══ DATA RECORDS

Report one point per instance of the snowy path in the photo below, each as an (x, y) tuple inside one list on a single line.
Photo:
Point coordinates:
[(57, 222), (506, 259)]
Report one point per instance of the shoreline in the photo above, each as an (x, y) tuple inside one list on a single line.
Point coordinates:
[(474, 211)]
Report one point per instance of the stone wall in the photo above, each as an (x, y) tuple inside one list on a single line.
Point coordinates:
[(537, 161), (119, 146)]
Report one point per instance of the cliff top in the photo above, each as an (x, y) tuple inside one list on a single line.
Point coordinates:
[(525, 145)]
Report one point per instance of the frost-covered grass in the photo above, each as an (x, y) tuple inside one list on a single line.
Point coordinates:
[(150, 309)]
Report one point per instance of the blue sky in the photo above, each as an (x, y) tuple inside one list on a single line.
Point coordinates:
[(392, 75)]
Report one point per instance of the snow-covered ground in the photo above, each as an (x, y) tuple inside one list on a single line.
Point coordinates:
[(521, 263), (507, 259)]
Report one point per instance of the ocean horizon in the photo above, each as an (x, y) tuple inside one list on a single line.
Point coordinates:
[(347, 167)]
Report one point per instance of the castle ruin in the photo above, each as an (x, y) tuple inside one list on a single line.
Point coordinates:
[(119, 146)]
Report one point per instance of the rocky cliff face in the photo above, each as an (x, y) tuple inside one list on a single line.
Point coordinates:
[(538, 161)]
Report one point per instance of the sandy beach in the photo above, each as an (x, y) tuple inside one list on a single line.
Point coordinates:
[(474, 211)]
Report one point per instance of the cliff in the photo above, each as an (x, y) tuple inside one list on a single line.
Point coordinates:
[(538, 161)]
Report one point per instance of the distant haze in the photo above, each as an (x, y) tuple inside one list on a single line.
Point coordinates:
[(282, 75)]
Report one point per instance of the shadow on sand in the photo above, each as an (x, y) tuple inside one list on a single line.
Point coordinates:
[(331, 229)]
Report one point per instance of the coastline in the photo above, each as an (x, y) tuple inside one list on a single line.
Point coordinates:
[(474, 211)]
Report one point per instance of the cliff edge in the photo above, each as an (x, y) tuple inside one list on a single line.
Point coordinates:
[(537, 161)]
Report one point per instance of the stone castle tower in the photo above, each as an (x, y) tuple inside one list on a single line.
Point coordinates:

════

AIM OF THE TASK:
Offset every coordinate in the answers by adding 119, and rewrite everything from the row containing "Report one point per instance of the cliff edge" down to the end of the rows, including the requests.

SOLUTION:
Report one point per instance of the cliff edge in the photo above, each as an (x, y) tuple inside one list on a single line.
Point coordinates:
[(656, 280)]
Report one point per instance of the stone castle tower in the photo above, each as an (x, y) tuple inside one list on a single line.
Point coordinates:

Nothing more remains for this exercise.